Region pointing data
== Segment start ==
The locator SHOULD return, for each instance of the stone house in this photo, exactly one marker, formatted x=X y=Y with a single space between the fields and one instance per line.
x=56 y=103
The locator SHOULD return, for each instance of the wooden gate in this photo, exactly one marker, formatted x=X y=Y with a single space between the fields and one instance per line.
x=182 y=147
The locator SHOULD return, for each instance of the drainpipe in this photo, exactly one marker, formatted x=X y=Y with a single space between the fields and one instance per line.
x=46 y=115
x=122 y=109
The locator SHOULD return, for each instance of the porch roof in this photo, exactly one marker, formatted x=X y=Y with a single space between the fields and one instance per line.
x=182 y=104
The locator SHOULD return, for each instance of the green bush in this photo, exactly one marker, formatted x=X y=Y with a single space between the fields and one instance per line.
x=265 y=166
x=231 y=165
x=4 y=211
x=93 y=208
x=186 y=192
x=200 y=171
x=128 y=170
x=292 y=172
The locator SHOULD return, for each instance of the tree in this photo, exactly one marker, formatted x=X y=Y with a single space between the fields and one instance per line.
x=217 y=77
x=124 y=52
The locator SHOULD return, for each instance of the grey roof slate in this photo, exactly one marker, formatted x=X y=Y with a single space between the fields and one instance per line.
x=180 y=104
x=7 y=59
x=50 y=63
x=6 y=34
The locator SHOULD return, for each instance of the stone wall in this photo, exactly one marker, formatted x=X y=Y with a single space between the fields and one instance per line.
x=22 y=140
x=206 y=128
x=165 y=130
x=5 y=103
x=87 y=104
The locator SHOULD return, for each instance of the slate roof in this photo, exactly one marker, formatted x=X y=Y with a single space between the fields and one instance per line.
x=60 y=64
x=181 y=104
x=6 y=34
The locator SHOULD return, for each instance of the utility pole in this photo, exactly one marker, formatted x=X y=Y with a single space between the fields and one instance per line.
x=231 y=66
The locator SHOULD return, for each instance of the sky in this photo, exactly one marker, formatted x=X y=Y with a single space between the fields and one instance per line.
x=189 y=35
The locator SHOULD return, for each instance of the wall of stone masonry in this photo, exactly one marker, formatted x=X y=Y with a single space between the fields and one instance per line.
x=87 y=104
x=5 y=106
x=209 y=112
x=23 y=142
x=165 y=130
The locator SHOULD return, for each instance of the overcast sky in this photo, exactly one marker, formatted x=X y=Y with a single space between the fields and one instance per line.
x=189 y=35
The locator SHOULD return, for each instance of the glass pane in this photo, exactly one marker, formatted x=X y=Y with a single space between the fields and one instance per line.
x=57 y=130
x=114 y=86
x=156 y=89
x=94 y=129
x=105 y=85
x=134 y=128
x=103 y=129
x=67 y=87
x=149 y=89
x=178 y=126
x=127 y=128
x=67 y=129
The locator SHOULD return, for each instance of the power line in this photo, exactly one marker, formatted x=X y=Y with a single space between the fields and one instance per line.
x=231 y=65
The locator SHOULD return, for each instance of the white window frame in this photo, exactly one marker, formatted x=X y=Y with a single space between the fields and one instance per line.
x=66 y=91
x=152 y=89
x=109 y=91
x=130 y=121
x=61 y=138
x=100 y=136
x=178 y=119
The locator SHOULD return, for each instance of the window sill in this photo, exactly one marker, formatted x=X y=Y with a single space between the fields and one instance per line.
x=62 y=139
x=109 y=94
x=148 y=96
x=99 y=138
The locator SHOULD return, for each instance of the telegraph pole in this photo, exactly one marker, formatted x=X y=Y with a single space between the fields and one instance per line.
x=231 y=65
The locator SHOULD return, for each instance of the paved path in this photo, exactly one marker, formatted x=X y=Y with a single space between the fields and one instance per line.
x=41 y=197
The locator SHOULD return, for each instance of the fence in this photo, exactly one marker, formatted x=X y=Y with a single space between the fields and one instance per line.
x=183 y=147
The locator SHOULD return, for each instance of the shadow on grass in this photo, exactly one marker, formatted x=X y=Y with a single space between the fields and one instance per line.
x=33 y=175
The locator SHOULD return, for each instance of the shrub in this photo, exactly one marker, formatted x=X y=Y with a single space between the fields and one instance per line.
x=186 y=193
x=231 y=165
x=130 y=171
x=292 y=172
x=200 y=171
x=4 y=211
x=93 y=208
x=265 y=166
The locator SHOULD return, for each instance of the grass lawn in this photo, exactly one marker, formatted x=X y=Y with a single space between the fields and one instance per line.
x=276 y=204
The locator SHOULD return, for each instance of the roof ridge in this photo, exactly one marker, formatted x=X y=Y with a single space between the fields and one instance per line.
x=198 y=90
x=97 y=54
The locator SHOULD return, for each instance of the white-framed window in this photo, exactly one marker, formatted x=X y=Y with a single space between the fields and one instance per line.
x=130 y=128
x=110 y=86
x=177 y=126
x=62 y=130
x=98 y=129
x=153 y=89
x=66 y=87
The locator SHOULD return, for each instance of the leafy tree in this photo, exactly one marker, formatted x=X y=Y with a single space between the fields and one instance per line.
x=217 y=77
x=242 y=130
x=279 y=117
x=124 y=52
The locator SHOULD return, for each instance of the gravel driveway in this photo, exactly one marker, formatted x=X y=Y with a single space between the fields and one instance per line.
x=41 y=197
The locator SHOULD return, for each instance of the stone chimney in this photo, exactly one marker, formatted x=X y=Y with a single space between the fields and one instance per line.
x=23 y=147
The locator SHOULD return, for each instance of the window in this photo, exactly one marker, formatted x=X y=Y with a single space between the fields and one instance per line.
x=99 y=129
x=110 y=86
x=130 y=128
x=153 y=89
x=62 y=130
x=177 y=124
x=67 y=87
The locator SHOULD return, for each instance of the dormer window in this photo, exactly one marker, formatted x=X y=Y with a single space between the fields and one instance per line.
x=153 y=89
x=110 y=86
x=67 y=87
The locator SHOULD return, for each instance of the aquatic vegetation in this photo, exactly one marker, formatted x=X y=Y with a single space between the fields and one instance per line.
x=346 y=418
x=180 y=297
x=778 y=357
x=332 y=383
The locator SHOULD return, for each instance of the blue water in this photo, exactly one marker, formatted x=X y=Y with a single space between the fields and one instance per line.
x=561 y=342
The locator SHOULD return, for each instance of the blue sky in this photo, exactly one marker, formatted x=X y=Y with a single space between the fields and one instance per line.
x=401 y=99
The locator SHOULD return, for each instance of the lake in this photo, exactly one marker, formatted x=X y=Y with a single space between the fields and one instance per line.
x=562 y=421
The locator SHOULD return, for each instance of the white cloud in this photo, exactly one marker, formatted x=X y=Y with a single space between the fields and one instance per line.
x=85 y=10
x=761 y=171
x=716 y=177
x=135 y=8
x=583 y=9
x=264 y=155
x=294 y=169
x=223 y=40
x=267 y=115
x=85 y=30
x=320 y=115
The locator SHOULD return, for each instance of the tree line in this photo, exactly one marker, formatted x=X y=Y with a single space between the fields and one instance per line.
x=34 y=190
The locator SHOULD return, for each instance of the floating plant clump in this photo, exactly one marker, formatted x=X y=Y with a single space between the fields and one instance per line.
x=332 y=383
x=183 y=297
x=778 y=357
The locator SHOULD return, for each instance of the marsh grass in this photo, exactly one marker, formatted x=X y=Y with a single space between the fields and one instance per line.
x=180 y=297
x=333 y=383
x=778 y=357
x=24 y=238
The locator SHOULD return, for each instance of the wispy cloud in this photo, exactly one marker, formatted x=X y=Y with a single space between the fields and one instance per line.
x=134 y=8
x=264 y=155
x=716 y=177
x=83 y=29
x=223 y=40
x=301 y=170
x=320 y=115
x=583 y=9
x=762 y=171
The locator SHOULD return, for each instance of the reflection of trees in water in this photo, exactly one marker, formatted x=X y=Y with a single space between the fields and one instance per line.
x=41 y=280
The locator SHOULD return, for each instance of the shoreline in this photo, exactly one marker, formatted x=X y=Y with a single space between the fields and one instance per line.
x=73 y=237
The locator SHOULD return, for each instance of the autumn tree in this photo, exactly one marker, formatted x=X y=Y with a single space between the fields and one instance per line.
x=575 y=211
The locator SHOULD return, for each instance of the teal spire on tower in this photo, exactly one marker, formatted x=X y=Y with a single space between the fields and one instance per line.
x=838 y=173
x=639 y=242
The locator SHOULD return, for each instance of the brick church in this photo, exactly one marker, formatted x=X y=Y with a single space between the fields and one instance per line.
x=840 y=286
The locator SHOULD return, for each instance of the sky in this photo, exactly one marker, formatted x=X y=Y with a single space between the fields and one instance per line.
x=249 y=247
== Segment end ==
» Task goal: In the records above, find the line containing "The locator SHOULD return, for each instance of the floating" and print it and every later line exactly, through the last one.

» Written solution:
The locator SHOULD return, for each instance of the floating plant clump in this photo, exactly one marker, formatted x=X y=Y with a single space between the fields and one instance per line.
x=332 y=383
x=183 y=297
x=778 y=357
The locator SHOULD return, for each instance of the marsh grass in this photo, exactly one marker, formatted x=X y=Y with a single space between the fields and one instance per line.
x=180 y=297
x=333 y=383
x=778 y=357
x=24 y=238
The locator SHOULD return, for each instance of the wispy cloud in this photo, exactly one marker, formatted x=X y=Y with a single space between the fields and one instance per line.
x=134 y=8
x=264 y=155
x=716 y=177
x=83 y=29
x=223 y=40
x=301 y=170
x=320 y=115
x=583 y=9
x=762 y=171
The locator SHOULD return, for each instance of the reflection of trees in water in this photo, exactly one marker, formatted x=X y=Y with a single space between the fields and one instance per line.
x=41 y=280
The locator SHOULD return, for each instance of the shoreline in this photo, exactly one marker, formatted x=X y=Y with a single space between the fields and one instance per line.
x=73 y=237
The locator SHOULD return, for each instance of the autumn tree in this photo, exactly one marker, formatted x=X y=Y with a single space between the fields and one instance per line.
x=575 y=211
The locator SHOULD return, for each instance of the teal spire on tower in this photo, exactly one marker, formatted x=X y=Y with a single space between the fields and one instance per line.
x=838 y=173
x=639 y=242
The locator SHOULD return, for each instance of the brick church in this photo, exactly one marker, formatted x=X y=Y with a single space between the fields and one instance per line.
x=840 y=286
The locator SHOULD return, for each instance of the sky in this photo, exactly one marker, formatted x=X y=Y with a single space between the fields and one instance per line.
x=249 y=247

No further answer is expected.